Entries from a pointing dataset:

* * * * *

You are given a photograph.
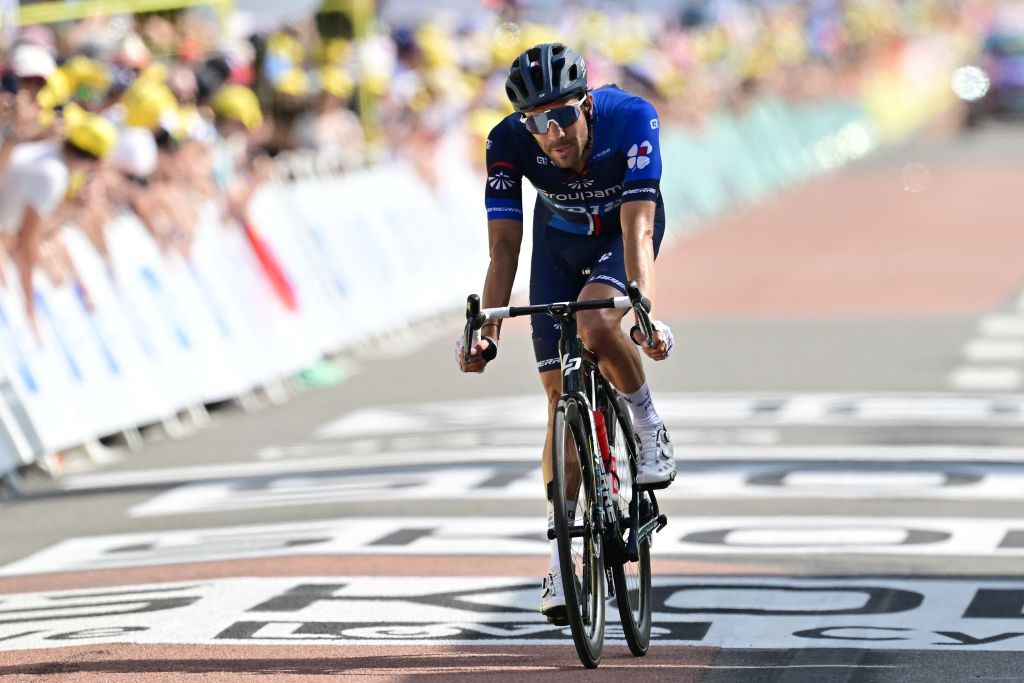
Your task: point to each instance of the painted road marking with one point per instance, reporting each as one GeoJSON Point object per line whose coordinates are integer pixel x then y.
{"type": "Point", "coordinates": [710, 453]}
{"type": "Point", "coordinates": [1001, 325]}
{"type": "Point", "coordinates": [522, 481]}
{"type": "Point", "coordinates": [986, 350]}
{"type": "Point", "coordinates": [729, 612]}
{"type": "Point", "coordinates": [683, 409]}
{"type": "Point", "coordinates": [684, 537]}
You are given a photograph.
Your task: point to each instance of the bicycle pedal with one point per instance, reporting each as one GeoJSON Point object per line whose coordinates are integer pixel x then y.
{"type": "Point", "coordinates": [657, 485]}
{"type": "Point", "coordinates": [557, 615]}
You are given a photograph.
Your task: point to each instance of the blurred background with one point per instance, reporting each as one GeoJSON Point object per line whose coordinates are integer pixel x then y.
{"type": "Point", "coordinates": [236, 239]}
{"type": "Point", "coordinates": [289, 123]}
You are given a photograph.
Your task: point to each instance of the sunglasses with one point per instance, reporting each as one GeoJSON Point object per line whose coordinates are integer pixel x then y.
{"type": "Point", "coordinates": [563, 116]}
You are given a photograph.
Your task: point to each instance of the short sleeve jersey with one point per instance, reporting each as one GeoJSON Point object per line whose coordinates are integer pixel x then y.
{"type": "Point", "coordinates": [625, 165]}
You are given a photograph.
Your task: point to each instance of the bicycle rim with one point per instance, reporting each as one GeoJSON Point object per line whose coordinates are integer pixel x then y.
{"type": "Point", "coordinates": [633, 594]}
{"type": "Point", "coordinates": [632, 580]}
{"type": "Point", "coordinates": [580, 555]}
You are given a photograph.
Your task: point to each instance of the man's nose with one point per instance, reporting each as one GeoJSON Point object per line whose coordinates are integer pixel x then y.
{"type": "Point", "coordinates": [555, 132]}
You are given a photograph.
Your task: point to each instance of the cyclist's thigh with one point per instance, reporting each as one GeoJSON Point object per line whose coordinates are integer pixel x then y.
{"type": "Point", "coordinates": [609, 264]}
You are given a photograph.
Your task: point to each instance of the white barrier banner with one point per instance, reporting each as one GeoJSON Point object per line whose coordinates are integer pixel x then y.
{"type": "Point", "coordinates": [141, 334]}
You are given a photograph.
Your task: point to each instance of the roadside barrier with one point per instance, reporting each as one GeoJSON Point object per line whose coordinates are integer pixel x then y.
{"type": "Point", "coordinates": [143, 336]}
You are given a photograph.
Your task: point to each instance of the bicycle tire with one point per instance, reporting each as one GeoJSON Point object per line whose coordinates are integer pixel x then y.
{"type": "Point", "coordinates": [581, 558]}
{"type": "Point", "coordinates": [631, 580]}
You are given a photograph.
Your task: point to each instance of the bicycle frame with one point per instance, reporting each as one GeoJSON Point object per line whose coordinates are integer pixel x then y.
{"type": "Point", "coordinates": [574, 385]}
{"type": "Point", "coordinates": [602, 523]}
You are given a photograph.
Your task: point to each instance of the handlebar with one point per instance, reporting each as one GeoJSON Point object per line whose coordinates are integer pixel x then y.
{"type": "Point", "coordinates": [476, 316]}
{"type": "Point", "coordinates": [641, 305]}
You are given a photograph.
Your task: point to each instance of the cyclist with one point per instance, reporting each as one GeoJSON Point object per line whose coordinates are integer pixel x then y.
{"type": "Point", "coordinates": [593, 157]}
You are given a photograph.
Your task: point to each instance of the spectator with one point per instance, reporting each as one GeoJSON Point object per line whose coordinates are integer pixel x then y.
{"type": "Point", "coordinates": [36, 180]}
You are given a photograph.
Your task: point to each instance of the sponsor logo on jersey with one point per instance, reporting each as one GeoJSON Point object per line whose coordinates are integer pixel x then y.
{"type": "Point", "coordinates": [609, 279]}
{"type": "Point", "coordinates": [501, 180]}
{"type": "Point", "coordinates": [639, 156]}
{"type": "Point", "coordinates": [639, 190]}
{"type": "Point", "coordinates": [583, 195]}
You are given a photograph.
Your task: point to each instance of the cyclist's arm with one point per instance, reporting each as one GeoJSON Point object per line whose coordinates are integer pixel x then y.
{"type": "Point", "coordinates": [505, 237]}
{"type": "Point", "coordinates": [638, 241]}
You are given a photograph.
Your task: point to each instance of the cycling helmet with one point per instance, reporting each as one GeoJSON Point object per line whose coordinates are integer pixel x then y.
{"type": "Point", "coordinates": [543, 74]}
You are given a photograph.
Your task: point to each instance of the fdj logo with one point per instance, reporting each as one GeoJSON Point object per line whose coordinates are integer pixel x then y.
{"type": "Point", "coordinates": [638, 156]}
{"type": "Point", "coordinates": [501, 180]}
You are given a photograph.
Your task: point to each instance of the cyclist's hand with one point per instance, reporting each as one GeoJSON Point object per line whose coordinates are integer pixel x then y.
{"type": "Point", "coordinates": [664, 341]}
{"type": "Point", "coordinates": [482, 352]}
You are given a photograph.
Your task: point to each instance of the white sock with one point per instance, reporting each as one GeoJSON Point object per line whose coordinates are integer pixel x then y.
{"type": "Point", "coordinates": [642, 408]}
{"type": "Point", "coordinates": [554, 543]}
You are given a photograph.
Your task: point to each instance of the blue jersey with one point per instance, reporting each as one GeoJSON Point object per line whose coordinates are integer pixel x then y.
{"type": "Point", "coordinates": [625, 165]}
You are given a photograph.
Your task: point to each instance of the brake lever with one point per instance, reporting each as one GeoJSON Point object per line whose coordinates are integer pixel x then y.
{"type": "Point", "coordinates": [474, 321]}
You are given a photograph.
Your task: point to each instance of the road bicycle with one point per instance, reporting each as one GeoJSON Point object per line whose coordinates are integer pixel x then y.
{"type": "Point", "coordinates": [603, 523]}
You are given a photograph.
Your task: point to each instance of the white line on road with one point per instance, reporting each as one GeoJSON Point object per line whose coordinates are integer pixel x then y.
{"type": "Point", "coordinates": [1001, 325]}
{"type": "Point", "coordinates": [977, 378]}
{"type": "Point", "coordinates": [985, 350]}
{"type": "Point", "coordinates": [684, 537]}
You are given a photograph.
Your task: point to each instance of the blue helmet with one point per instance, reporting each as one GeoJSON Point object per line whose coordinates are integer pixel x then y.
{"type": "Point", "coordinates": [543, 74]}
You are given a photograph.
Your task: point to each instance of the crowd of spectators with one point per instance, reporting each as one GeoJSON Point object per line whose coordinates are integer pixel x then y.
{"type": "Point", "coordinates": [157, 113]}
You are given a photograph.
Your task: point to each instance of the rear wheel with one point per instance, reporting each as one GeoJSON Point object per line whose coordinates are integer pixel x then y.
{"type": "Point", "coordinates": [580, 547]}
{"type": "Point", "coordinates": [633, 594]}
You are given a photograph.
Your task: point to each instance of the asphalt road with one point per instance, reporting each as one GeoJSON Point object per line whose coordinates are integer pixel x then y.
{"type": "Point", "coordinates": [846, 407]}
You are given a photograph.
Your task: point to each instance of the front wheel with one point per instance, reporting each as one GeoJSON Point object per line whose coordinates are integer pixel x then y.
{"type": "Point", "coordinates": [632, 578]}
{"type": "Point", "coordinates": [580, 547]}
{"type": "Point", "coordinates": [634, 597]}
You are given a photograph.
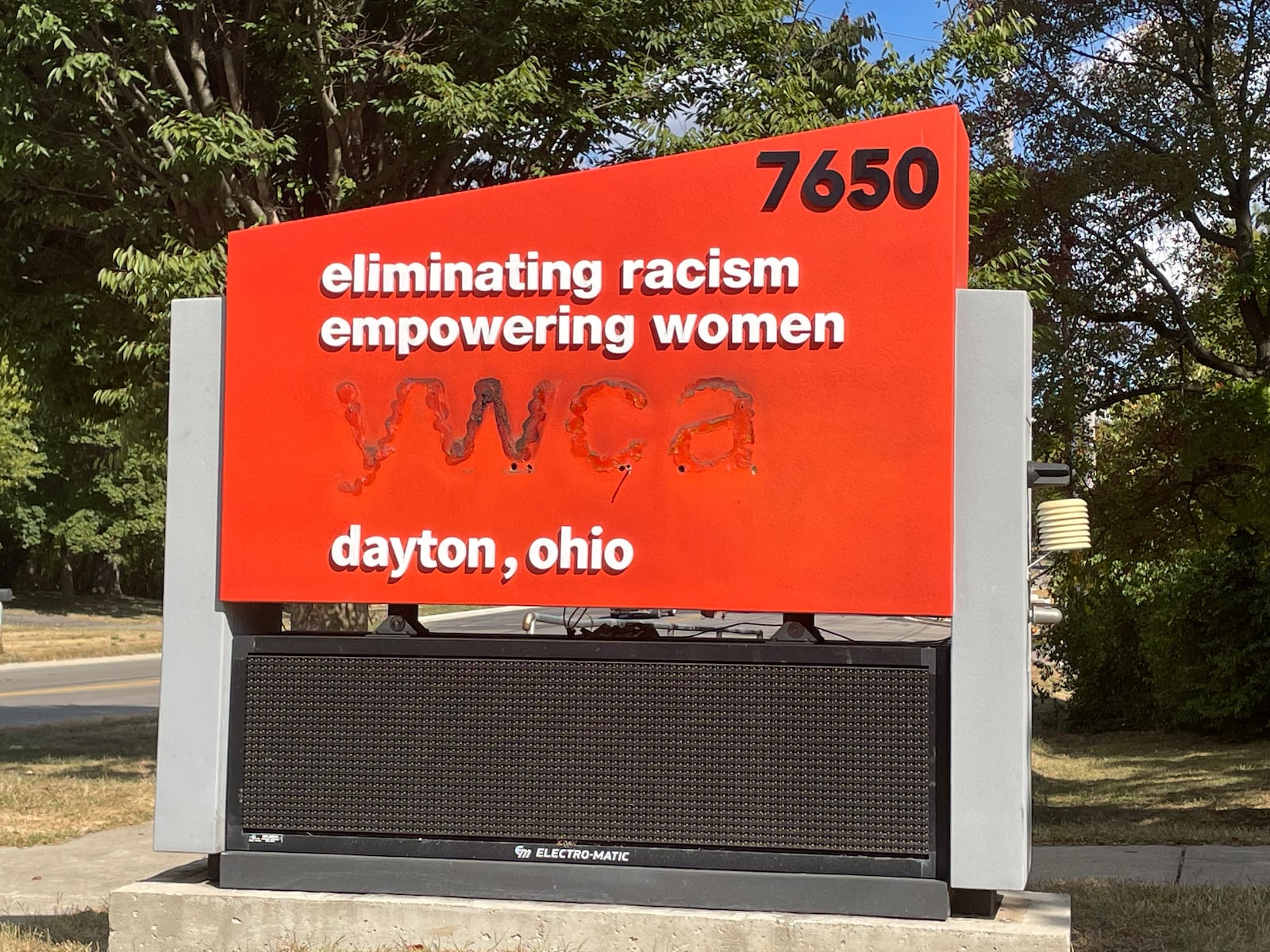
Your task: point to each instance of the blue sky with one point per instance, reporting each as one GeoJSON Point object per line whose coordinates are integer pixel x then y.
{"type": "Point", "coordinates": [908, 25]}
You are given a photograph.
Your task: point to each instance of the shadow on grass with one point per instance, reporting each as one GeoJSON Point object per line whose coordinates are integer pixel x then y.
{"type": "Point", "coordinates": [1146, 786]}
{"type": "Point", "coordinates": [90, 928]}
{"type": "Point", "coordinates": [133, 738]}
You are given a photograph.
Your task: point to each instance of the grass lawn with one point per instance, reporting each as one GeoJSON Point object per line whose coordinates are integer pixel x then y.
{"type": "Point", "coordinates": [1108, 917]}
{"type": "Point", "coordinates": [61, 781]}
{"type": "Point", "coordinates": [1149, 787]}
{"type": "Point", "coordinates": [65, 780]}
{"type": "Point", "coordinates": [41, 628]}
{"type": "Point", "coordinates": [1138, 917]}
{"type": "Point", "coordinates": [74, 932]}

* * * * *

How many lines in the entries above contain the word "blue"? Case counts. Reply with the number alone.

» **Task answer**:
3